_WRITTEN PROBLEM_
Collect each line from the rows below that contains the word "blue". Copy every matching line in full.

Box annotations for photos
◆ ◆ ◆ ◆ ◆ ◆ ◆

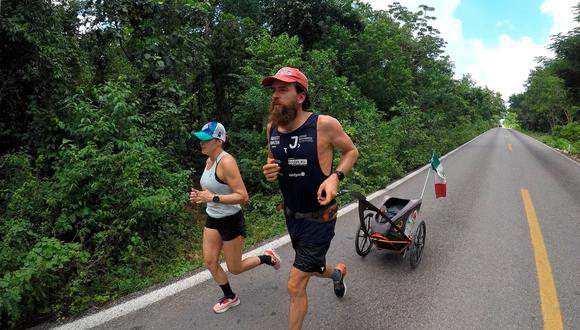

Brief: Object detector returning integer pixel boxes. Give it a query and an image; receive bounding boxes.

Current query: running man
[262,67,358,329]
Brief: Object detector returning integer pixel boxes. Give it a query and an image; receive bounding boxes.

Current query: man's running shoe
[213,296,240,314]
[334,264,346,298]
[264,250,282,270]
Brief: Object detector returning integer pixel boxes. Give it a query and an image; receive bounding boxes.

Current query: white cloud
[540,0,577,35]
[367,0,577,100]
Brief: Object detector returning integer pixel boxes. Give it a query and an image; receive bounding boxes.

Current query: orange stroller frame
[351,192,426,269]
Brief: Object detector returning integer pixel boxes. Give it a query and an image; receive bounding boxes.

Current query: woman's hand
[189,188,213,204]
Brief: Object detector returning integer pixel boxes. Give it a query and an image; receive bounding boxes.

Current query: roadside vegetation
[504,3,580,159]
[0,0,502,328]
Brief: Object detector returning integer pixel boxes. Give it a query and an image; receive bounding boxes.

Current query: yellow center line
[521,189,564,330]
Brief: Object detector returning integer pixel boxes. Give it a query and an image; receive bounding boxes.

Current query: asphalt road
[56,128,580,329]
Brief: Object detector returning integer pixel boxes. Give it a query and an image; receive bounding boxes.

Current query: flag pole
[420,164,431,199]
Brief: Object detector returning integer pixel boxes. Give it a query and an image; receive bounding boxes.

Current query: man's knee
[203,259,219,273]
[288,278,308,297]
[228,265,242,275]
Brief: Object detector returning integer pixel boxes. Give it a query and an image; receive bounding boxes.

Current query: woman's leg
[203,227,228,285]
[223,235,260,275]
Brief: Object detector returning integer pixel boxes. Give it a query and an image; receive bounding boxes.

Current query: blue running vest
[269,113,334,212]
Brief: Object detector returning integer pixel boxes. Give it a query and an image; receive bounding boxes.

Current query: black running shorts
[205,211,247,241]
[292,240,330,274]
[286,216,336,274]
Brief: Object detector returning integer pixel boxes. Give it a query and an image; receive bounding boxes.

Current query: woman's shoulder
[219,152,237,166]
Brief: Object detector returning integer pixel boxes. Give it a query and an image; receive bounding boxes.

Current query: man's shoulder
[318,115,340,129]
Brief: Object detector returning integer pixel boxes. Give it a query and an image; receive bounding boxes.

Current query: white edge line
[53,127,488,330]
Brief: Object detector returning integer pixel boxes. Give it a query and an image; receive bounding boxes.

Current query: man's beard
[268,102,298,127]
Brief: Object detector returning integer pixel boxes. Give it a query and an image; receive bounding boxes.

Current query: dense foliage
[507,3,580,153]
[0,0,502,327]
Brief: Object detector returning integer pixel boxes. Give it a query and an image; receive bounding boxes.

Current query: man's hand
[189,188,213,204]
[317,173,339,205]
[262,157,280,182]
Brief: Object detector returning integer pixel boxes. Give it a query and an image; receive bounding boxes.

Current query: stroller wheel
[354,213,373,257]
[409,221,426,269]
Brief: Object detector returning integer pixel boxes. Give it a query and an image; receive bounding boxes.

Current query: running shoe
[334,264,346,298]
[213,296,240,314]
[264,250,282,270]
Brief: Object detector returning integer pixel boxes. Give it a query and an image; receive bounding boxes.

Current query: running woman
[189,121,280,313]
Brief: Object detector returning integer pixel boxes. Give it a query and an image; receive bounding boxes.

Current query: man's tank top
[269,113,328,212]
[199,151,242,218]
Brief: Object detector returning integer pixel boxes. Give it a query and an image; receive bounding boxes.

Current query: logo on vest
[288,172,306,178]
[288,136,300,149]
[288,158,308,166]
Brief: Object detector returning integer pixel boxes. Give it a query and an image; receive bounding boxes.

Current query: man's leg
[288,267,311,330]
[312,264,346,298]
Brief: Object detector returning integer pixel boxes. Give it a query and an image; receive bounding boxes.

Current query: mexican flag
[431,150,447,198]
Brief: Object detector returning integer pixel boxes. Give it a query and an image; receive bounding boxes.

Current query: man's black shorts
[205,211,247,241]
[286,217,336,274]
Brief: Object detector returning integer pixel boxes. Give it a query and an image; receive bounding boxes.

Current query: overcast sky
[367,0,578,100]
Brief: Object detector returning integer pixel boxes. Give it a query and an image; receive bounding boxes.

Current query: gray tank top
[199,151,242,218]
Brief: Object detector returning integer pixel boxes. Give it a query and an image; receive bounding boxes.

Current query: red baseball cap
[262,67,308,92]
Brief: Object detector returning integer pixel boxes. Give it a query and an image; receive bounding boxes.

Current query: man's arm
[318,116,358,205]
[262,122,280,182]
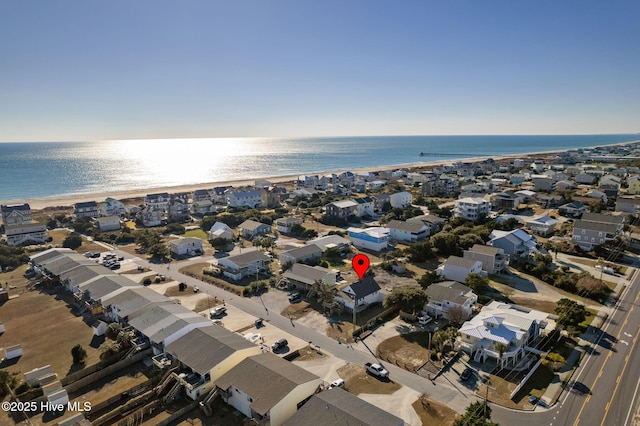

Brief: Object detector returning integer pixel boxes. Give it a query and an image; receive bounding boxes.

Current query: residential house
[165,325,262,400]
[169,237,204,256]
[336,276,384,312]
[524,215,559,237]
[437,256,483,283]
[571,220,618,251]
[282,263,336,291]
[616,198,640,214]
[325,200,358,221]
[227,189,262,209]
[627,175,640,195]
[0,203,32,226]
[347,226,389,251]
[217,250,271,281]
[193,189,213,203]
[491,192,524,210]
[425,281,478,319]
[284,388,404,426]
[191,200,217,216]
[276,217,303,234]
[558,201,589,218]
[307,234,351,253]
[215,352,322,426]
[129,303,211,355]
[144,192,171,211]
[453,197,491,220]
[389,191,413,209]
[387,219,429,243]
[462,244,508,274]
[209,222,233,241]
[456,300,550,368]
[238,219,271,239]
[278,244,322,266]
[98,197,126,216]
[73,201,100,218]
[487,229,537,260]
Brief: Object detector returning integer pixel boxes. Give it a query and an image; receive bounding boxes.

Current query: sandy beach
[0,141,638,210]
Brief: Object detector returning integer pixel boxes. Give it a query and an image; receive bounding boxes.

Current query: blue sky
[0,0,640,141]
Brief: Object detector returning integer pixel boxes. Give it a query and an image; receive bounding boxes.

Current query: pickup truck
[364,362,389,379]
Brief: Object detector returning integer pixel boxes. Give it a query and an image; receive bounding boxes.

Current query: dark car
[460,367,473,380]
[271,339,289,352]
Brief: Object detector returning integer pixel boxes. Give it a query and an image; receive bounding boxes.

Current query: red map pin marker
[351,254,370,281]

◆ ◆ ◆ ◆ ◆ ◆ ◆

_RESPONSE TO THE EXERCISE_
Current query: blue running vest
Current query: blue sky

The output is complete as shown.